__Given problem__:
Extract every line of the items below that contains the string "green", and copy each such line without alteration.

Entries from a pointing dataset:
* * *

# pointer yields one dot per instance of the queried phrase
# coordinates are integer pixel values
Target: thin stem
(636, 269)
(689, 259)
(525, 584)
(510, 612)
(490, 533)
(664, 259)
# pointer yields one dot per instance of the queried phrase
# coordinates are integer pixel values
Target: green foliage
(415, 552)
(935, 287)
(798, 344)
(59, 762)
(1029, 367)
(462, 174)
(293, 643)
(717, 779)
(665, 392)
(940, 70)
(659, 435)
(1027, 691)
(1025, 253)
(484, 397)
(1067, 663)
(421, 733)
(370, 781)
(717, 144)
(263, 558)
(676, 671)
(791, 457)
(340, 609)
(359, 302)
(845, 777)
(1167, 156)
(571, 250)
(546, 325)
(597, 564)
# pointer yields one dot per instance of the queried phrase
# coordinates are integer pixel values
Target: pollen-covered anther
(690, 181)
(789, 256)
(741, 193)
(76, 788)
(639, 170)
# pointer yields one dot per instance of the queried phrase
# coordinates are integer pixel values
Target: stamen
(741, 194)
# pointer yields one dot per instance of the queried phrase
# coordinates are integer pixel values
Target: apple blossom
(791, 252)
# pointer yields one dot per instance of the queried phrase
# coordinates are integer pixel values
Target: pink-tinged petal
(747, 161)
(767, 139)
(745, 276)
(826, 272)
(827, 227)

* * *

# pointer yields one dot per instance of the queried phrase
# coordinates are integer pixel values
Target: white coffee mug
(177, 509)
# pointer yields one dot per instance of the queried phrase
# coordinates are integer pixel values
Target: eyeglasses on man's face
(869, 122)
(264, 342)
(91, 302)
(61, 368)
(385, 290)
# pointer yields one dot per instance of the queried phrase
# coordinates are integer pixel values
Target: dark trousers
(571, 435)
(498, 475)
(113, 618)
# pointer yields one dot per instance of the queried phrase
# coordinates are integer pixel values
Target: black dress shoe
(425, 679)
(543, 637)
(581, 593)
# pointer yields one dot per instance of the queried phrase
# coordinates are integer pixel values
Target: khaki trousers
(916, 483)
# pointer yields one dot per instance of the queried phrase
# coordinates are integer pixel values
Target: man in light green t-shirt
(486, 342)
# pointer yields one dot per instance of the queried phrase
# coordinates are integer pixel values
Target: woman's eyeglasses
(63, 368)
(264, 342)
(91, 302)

* * *

__Task solution__:
Target: green foliage
Target: man in light green t-shirt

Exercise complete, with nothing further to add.